(Records from a data collection)
+ + + + + + +
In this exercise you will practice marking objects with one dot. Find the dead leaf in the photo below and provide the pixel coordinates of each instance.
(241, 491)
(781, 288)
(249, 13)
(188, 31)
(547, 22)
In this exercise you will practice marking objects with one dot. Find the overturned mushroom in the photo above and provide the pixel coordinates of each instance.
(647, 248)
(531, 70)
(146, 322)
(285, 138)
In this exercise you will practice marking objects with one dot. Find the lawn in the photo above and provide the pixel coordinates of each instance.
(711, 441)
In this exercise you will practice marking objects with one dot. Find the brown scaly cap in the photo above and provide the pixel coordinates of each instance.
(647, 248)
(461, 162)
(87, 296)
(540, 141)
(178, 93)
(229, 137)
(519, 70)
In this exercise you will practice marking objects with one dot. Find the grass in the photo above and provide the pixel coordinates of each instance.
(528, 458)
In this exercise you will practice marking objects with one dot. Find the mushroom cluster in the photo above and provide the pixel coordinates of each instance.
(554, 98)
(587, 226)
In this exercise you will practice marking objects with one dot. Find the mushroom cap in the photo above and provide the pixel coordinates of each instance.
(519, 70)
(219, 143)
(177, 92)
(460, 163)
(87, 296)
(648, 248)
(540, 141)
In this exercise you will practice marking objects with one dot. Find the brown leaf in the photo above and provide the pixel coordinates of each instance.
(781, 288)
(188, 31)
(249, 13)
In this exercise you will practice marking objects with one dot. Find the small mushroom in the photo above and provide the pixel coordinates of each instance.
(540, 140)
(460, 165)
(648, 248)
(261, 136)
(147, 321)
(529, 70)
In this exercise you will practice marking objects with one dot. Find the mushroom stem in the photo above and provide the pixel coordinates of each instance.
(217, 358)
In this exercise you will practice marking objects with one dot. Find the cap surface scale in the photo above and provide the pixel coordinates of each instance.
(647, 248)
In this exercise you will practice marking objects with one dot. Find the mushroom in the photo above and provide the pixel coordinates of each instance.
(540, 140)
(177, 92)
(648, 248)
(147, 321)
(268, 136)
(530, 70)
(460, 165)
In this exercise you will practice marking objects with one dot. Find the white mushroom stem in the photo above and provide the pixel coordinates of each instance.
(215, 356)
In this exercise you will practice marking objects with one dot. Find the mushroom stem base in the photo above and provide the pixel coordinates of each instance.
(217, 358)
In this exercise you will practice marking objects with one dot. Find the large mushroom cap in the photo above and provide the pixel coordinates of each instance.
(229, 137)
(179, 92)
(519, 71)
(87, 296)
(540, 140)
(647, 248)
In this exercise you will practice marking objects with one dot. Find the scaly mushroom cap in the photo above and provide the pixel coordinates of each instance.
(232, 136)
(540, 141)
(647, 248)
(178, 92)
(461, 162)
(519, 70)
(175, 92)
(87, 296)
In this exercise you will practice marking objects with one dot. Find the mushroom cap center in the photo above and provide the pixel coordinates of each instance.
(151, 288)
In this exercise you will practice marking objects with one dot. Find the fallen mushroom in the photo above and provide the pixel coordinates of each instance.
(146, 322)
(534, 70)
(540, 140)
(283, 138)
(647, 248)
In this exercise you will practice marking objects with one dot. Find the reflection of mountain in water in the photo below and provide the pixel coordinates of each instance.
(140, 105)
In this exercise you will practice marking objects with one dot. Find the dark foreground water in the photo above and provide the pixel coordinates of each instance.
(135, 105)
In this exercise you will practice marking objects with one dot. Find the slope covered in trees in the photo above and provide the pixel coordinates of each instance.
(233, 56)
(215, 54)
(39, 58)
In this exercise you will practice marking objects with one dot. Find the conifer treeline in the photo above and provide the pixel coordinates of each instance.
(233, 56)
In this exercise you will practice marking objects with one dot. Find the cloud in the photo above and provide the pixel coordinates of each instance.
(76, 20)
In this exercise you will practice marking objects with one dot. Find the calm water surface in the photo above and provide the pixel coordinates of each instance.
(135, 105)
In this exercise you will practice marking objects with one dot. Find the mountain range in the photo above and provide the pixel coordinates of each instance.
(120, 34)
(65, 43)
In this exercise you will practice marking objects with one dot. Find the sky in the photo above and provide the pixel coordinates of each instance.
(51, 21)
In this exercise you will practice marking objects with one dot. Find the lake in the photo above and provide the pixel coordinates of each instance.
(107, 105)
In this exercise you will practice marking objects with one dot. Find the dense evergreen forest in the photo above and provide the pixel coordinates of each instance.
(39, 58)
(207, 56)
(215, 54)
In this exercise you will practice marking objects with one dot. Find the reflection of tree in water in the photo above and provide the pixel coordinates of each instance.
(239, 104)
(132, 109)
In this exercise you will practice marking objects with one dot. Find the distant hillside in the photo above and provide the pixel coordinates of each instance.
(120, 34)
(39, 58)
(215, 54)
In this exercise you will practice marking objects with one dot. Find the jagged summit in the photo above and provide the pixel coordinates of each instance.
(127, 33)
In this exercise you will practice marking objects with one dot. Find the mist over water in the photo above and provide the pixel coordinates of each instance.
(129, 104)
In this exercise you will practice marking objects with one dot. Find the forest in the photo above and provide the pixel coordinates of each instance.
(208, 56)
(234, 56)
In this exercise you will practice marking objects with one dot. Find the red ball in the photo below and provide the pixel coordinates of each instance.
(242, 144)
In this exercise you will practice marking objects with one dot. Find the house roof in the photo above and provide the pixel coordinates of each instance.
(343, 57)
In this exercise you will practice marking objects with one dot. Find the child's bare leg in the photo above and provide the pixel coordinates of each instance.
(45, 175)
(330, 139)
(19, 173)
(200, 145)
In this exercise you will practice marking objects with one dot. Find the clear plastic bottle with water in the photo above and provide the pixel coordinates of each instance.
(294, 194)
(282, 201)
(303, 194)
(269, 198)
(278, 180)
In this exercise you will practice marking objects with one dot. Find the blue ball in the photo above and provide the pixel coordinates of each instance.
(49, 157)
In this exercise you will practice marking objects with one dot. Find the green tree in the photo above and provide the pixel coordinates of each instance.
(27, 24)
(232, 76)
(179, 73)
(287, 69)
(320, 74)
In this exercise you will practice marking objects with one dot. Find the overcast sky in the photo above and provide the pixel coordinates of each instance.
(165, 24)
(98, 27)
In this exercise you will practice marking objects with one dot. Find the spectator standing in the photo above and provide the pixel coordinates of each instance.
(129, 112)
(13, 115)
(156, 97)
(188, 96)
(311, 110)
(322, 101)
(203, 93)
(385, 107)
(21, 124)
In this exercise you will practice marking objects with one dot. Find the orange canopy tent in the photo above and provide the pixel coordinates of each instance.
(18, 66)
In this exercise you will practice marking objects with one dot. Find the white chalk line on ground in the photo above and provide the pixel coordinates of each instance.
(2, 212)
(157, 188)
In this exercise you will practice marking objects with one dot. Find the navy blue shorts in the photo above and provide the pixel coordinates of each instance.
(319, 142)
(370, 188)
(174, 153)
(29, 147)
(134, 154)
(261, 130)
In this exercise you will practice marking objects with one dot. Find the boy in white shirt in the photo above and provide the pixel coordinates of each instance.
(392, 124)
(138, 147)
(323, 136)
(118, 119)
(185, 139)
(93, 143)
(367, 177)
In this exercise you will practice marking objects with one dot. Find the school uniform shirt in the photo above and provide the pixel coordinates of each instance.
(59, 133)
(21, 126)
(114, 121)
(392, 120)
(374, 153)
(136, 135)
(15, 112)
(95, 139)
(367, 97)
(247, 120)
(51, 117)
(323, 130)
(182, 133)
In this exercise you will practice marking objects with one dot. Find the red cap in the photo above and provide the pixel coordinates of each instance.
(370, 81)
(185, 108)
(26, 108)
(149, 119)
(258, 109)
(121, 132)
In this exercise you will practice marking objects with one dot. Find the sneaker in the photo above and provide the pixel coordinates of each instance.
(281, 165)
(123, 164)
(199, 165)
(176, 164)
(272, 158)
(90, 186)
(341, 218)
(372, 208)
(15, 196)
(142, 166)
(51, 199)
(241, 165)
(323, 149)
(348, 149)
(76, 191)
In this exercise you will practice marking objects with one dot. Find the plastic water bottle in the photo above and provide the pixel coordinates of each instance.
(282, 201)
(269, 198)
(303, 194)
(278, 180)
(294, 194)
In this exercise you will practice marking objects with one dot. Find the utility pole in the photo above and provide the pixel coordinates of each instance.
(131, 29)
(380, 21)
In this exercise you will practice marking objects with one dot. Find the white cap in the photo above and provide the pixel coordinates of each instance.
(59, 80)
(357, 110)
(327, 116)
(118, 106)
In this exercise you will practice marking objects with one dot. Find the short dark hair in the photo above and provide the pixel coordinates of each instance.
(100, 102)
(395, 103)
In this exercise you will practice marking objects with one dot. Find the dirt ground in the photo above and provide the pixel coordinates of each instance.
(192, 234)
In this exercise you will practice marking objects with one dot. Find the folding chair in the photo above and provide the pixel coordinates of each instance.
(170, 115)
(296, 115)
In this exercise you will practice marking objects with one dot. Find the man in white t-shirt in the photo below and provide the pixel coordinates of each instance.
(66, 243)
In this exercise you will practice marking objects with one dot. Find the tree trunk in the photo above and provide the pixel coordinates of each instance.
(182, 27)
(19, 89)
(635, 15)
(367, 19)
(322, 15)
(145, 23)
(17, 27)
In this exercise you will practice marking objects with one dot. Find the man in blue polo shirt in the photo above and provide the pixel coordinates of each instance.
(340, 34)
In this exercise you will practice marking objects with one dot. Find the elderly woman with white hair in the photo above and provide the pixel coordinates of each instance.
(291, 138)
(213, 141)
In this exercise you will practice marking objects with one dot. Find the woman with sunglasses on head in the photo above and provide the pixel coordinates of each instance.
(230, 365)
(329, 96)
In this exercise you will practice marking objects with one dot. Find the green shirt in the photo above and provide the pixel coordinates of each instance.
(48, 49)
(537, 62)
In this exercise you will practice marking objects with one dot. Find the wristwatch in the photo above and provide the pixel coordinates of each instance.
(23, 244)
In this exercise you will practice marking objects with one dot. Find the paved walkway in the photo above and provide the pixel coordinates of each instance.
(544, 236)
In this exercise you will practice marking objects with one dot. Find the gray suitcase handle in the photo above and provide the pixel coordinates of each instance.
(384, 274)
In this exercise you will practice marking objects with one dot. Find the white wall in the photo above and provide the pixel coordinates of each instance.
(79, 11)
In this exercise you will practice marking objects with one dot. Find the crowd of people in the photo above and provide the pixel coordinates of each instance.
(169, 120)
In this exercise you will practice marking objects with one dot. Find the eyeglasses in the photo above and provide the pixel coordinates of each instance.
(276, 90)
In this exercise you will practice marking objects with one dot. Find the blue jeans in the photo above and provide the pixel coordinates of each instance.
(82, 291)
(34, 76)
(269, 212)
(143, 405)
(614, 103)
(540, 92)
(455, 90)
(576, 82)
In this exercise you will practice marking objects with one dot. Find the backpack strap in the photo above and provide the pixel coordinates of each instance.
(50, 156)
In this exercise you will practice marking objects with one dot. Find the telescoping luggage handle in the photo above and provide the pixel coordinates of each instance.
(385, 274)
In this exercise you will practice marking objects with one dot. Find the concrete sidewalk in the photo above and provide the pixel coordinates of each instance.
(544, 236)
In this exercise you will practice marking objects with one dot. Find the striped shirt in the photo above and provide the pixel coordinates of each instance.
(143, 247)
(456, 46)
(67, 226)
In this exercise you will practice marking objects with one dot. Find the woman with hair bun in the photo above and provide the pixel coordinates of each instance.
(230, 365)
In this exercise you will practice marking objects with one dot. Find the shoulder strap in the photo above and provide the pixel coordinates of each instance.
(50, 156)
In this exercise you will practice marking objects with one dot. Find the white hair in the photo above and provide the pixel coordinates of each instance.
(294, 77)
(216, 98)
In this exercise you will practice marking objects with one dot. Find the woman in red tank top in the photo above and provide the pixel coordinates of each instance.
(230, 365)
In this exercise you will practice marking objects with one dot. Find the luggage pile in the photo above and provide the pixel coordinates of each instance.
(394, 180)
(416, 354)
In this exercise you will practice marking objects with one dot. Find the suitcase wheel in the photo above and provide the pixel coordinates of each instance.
+ + + + + + +
* [Brief] Which lines run from the one containing "the white hair" to the end of the data? Output them exactly, with nothing added.

* [Response]
In this exercise you will practice marking objects with one dot. Find the white hair in the photo above and provide the pixel coordinates of each instance.
(294, 77)
(216, 98)
In this exercise you will practice marking objects with one dot. Find the woman in red tank top in the photo above and provide the pixel coordinates of each instance.
(230, 365)
In this exercise you will practice marking objects with one dot. Find the luggage pile in the photo above and provide the pixel coordinates of each instance.
(394, 180)
(416, 354)
In this exercise you will practice marking objects with one dot. Find the suitcase wheel in the photo above and provide the pixel coordinates of each instance.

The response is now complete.